For fun and profit I tried out juju today. Following basically the tutorial to test it out with vagrant, I’ve created a Vagranfile to load several trusty-amd64-juju boxes to juju on them.

Color me not impressed.

  • The juju image flavor is twice the size (+300MB) of the normal trusty vagrant image.
  • When provisioning the trusty-juju box, it downloads even more stuff from the internet to finish the installation.
    • … using a progress bar that totally breaks in vagrant (one line per character, shows time to finish and current d/l speed).
    • … 228MB, if I read this correctly.
    • … deploying to an lxc container within the virtual box.
    • … using an internal non-routed IP for this container.
  • Adding nodes to the main juju host (using the normal trusty vagrant image) fails since juju configures a proxy for apt’s http method, which is running in a container on the juju host. Since the container is using a local bridge, it is not reachable from the new box.
    • fixed the communication problem by manually adding the appropriate route on the clients.

Given information:
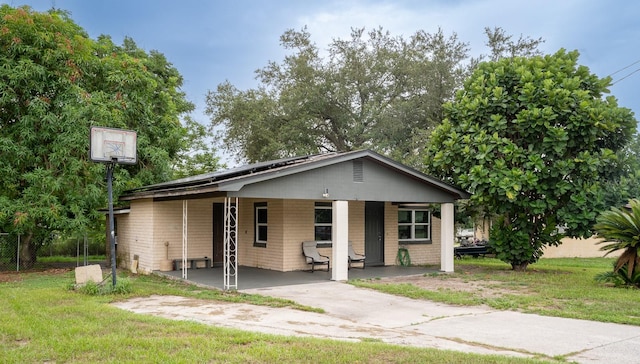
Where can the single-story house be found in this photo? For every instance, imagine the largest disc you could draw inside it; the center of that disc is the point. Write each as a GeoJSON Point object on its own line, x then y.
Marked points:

Stated task 1: Sum up the post about trying juju with vagrant in three sentences.
Stated task 2: Please echo the juju post starting at "For fun and" and ending at "current d/l speed).".
Rely on the juju post alone.

Task answer 1: The writer tried juju by following the tutorial with vagrant and loading several trusty-amd64-juju boxes, and was not impressed. The juju image is about 300MB larger than the normal trusty image, and provisioning downloads still more from the internet, with a progress bar that breaks in vagrant, before deploying to an lxc container on an internal non-routed IP. Adding nodes failed because juju configures an apt proxy running in a container on a local bridge that new boxes cannot reach, a problem fixed by manually adding routes on the clients.

Task answer 2:
For fun and profit I tried out juju today. Following basically the tutorial to test it out with vagrant, I’ve created a Vagranfile to load several trusty-amd64-juju boxes to juju on them.

Color me not impressed.

  • The juju image flavor is twice the size (+300MB) of the normal trusty vagrant image.
  • When provisioning the trusty-juju box, it downloads even more stuff from the internet to finish the installation.
    • … using a progress bar that totally breaks in vagrant (one line per character, shows time to finish and current d/l speed).